#### SOURCE MATERIAL ####

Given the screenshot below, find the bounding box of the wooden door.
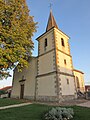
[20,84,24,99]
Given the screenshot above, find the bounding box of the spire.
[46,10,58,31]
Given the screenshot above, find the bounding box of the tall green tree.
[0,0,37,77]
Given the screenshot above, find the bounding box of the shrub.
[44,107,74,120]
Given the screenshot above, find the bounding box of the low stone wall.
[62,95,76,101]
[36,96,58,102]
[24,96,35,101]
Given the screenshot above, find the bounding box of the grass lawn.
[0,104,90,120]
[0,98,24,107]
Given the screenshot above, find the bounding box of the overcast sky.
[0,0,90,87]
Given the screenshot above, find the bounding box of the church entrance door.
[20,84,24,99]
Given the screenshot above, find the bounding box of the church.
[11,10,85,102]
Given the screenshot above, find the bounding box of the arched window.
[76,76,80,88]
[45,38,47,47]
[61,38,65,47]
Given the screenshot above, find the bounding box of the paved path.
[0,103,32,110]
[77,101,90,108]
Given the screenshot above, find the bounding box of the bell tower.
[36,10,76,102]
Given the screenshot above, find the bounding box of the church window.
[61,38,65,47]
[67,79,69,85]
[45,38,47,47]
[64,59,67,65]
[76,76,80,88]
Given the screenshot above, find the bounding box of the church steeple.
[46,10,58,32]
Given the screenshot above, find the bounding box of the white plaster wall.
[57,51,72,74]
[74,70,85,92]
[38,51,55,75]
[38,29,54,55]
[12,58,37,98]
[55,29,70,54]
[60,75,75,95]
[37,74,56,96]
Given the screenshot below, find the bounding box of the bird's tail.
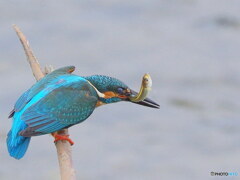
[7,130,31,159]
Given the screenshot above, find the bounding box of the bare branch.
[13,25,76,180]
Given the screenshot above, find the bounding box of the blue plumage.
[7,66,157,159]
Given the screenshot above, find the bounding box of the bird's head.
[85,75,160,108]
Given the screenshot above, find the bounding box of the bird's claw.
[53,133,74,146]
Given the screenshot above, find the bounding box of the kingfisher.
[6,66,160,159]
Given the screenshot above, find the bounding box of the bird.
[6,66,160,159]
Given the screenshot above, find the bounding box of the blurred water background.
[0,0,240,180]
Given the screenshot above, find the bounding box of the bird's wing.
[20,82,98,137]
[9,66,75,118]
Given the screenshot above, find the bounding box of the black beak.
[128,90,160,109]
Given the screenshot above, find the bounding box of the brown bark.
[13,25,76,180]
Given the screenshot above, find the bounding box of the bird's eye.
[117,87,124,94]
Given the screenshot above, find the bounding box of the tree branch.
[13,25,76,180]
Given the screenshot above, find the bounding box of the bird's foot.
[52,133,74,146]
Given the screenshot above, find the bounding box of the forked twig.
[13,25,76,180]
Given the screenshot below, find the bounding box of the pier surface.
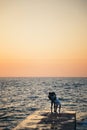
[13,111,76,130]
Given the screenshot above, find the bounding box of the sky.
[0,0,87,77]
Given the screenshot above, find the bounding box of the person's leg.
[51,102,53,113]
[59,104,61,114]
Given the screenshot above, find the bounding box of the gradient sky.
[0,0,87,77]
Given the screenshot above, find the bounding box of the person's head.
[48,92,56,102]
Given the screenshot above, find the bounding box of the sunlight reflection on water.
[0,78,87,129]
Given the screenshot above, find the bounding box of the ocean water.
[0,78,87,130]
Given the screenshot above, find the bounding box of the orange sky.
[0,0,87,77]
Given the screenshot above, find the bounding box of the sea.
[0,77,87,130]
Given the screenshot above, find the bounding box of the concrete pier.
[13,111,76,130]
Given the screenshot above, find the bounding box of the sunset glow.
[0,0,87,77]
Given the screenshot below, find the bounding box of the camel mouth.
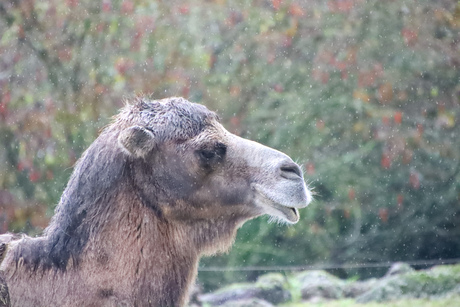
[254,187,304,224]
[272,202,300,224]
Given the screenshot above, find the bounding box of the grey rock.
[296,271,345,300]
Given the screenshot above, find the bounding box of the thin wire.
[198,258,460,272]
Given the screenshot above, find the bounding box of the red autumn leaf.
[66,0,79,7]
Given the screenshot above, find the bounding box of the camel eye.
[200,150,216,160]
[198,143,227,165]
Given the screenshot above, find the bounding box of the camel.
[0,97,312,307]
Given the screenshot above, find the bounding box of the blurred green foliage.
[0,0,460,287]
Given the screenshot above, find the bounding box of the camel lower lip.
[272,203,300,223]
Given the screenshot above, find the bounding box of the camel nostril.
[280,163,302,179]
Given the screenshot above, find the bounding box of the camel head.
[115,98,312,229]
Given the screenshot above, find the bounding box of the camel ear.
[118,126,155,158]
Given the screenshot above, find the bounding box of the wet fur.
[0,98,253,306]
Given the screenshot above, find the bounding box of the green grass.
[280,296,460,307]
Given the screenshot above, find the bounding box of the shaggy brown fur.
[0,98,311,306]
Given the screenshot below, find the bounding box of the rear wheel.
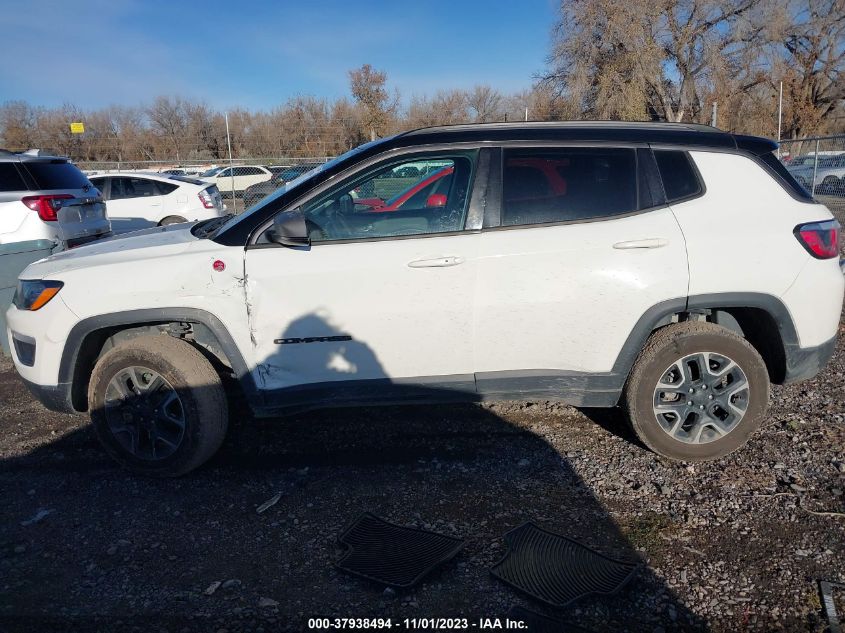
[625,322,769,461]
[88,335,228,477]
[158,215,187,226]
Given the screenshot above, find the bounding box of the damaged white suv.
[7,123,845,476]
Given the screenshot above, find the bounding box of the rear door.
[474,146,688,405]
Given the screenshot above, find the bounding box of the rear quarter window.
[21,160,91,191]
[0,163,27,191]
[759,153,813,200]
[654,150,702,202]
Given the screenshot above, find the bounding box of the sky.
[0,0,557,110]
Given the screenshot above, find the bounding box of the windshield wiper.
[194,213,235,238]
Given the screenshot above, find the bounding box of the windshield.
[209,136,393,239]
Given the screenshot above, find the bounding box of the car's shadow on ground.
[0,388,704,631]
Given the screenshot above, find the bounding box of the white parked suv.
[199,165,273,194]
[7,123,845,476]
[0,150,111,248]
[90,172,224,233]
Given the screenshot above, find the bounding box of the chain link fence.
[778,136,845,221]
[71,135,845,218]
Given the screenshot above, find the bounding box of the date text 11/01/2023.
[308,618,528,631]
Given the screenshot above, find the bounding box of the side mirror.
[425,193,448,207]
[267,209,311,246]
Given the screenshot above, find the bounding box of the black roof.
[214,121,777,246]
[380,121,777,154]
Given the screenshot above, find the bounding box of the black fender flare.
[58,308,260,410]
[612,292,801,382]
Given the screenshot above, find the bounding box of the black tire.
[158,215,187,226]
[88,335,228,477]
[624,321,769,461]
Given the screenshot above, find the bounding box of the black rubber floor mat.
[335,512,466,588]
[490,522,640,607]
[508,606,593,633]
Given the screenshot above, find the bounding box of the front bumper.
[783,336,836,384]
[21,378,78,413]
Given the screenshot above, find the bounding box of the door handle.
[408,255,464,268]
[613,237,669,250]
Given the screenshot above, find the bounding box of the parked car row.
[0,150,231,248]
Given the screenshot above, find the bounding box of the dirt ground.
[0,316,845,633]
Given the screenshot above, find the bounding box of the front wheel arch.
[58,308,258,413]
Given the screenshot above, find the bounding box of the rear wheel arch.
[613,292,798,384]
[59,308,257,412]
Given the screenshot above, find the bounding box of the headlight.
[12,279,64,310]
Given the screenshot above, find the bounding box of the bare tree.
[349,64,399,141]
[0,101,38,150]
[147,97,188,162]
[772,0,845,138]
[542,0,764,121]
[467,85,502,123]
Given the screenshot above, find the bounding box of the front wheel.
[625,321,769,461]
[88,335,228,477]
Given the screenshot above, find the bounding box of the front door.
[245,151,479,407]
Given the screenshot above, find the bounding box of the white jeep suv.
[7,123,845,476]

####

WHAT THIS TASK INVOLVES:
Give back every line of the records above word for word, but leave out the pictures.

TASK RESPONSE:
Given the screenshot below, find the bounding box of the wooden door.
[20,84,24,99]
Given the screenshot above, find the bounding box of the spire.
[46,10,58,31]
Given the screenshot above, find the bounding box of the tall green tree.
[0,0,37,77]
Given the screenshot above, find the bounding box of the shrub.
[44,107,74,120]
Given the screenshot above, find the bounding box of the low stone wall.
[62,95,76,101]
[36,96,58,102]
[24,96,35,101]
Given the screenshot above, find the bounding box of the grass lawn.
[0,104,90,120]
[0,98,24,107]
Given the screenshot above, find the bounding box of the overcast sky.
[0,0,90,87]
Given the screenshot above, find the bounding box of the church entrance door.
[20,84,24,99]
Given the screenshot above, find the bounding box of the church.
[11,10,85,102]
Given the screenshot above, find the bounding box of the arched window.
[76,76,80,88]
[45,38,47,47]
[61,38,65,47]
Given the screenshot above, find the bounding box of the paved path.
[0,103,32,110]
[77,101,90,108]
Given the screenshot above, find the bounding box of the bell tower.
[36,10,76,102]
Given the screenshot above, find the bounding box of the church window.
[61,38,65,47]
[67,79,69,85]
[45,38,47,47]
[64,59,67,65]
[76,76,80,88]
Given the screenshot above, find the bounding box of the church steeple.
[46,10,58,32]
Given the screenshot above, find the bounding box of the white plaster wall.
[57,51,72,74]
[74,70,85,92]
[38,51,55,75]
[38,29,54,55]
[12,58,37,98]
[55,29,70,54]
[60,75,75,95]
[37,74,56,96]
Given the screenshot below, find the bounding box of the bird's tail.
[7,130,31,159]
Given the screenshot above, find the bounding box of the bare branch.
[13,25,76,180]
Given the screenshot above, find the bounding box of the blue plumage.
[7,66,157,159]
Given the screenshot above, find the bounding box of the bird's head.
[85,75,160,108]
Given the screenshot above, find the bounding box of the bird's claw.
[53,133,74,146]
Given the screenshot above, find the bounding box of the kingfisher.
[6,66,160,159]
Given the screenshot above, find the bounding box of the bird.
[6,66,160,159]
Given the screenshot above, find the bounding box of the blurred water background.
[0,0,240,180]
Given the screenshot above, find the bounding box of the bird's wing.
[20,82,98,137]
[9,66,75,118]
Given the screenshot above, find the bounding box of the black beak.
[128,90,160,109]
Given the screenshot above, find the bounding box of the brown bark.
[13,25,76,180]
Given the screenshot above, find the bounding box of the bird's eye.
[117,87,124,94]
Given the screenshot above, find the bounding box of the tree branch.
[13,25,76,180]
Given the screenshot above, find the bounding box of the bird's foot.
[52,133,74,146]
Given the screenshot above, find the bounding box of the forked twig.
[13,25,76,180]
Given the screenshot below, find the bounding box of the pier surface.
[13,111,76,130]
Given the screenshot above, find the bounding box of the sky.
[0,0,87,77]
Given the screenshot above, find the bounding box of the person's leg.
[51,102,53,113]
[59,104,61,114]
Given the screenshot above, find the bounding box of the gradient sky.
[0,0,87,77]
Given the screenshot above, find the bounding box of the person's head.
[48,92,56,102]
Given the screenshot above, find the bounding box of the sunlight reflection on water.
[0,78,87,129]
Given the screenshot above, find the bounding box of the ocean water.
[0,78,87,130]
Given the screenshot above, find the bounding box of the orange sky.
[0,0,87,77]
Given the screenshot above, find the bounding box of the sea.
[0,77,87,130]
Given the screenshot above, find the bounding box of the concrete pier.
[13,111,76,130]
Given the screenshot above, find the bounding box of the sunset glow.
[0,0,87,77]
Given the screenshot below, find the bounding box of the camel mouth.
[254,187,304,224]
[272,202,300,224]
Given the screenshot above, find the bounding box of the grey rock.
[296,271,345,300]
Given the screenshot above, find the bounding box of the thin wire.
[198,258,460,272]
Given the screenshot above, find the bounding box of the red autumn leaf.
[66,0,79,7]
Given the screenshot above, find the bounding box of the camel eye.
[200,150,216,160]
[198,143,227,165]
Given the screenshot above, find the bounding box of the camel.
[0,97,312,307]
Given the screenshot above, find the bounding box of the blurred green foliage.
[0,0,460,287]
Given the screenshot above, find the bounding box of the camel lower lip.
[272,203,300,223]
Given the screenshot above, find the bounding box of the camel nostril.
[280,163,302,179]
Given the screenshot above, find the bounding box of the camel head.
[115,98,312,229]
Given the screenshot above, find the bounding box of the camel ear.
[118,126,155,158]
Given the screenshot above, find the bounding box of the wet fur.
[0,98,253,306]
Given the screenshot above, find the bounding box of the green grass.
[280,296,460,307]
Given the screenshot above, find the bounding box of the shaggy brown fur.
[0,98,311,306]
Given the screenshot below, find the bounding box of the rear wheel.
[625,322,769,461]
[88,335,228,477]
[158,215,187,226]
Given the screenshot above, find the bounding box of the damaged white suv.
[7,123,845,476]
Given the screenshot above, find the bounding box of the rear door.
[474,146,688,405]
Given the screenshot above, find the bounding box of the rear quarter window.
[21,160,91,191]
[0,163,27,191]
[759,153,813,200]
[654,150,702,202]
Given the screenshot above, find the bounding box of the sky.
[0,0,557,110]
Given the screenshot above, find the bounding box of the windshield wiper.
[194,213,235,238]
Given the screenshot above, find the bounding box of the windshield.
[209,136,393,239]
Given the screenshot above, find the bounding box of the car's shadow on ground.
[0,388,704,631]
Given the screenshot above, find the bounding box of the white parked suv.
[199,165,273,194]
[7,123,845,476]
[0,150,111,248]
[90,172,224,233]
Given the screenshot above, find the bounding box of the chain link fence.
[778,136,845,221]
[71,135,845,218]
Given the screenshot above, find the bounding box of the date text 11/01/2023.
[308,618,528,631]
Given the screenshot above, find the bounding box of the side mirror.
[425,193,448,207]
[267,209,311,246]
Given the screenshot above, find the bounding box of the black roof.
[214,121,777,246]
[380,121,777,154]
Given the screenshot above, find the bounding box of the black fender flare.
[58,308,260,410]
[612,292,801,382]
Given the screenshot above, find the bounding box of the black tire.
[158,215,187,226]
[88,335,228,477]
[624,321,769,461]
Given the screenshot above, find the bounding box of the black rubber floor mat.
[335,512,466,588]
[490,522,640,607]
[508,606,593,633]
Given the screenshot above, find the bounding box of the front bumper.
[783,336,836,384]
[21,378,78,413]
Given the screenshot above, find the bounding box of the door handle.
[408,255,464,268]
[613,237,669,250]
Given the screenshot above, find the bounding box of the parked car row.
[0,150,231,248]
Given the screenshot above, find the bounding box of the dirt ground.
[0,316,845,633]
Given the screenshot above, find the bounding box of the front wheel arch.
[58,308,258,413]
Given the screenshot above, find the bounding box of the rear wheel arch.
[613,292,798,384]
[59,308,257,412]
Given the screenshot above, find the bounding box of the headlight.
[12,279,64,310]
Given the screenshot above, find the bounding box of the bare tree.
[349,64,399,141]
[0,101,38,150]
[147,97,188,162]
[772,0,845,138]
[542,0,764,121]
[467,85,502,123]
Given the screenshot above, find the bounding box of the front wheel.
[625,321,769,461]
[88,335,228,477]
Given the screenshot above, find the bounding box of the front door.
[245,151,479,407]
Given the screenshot above, find the bounding box of the white jeep suv.
[7,123,845,476]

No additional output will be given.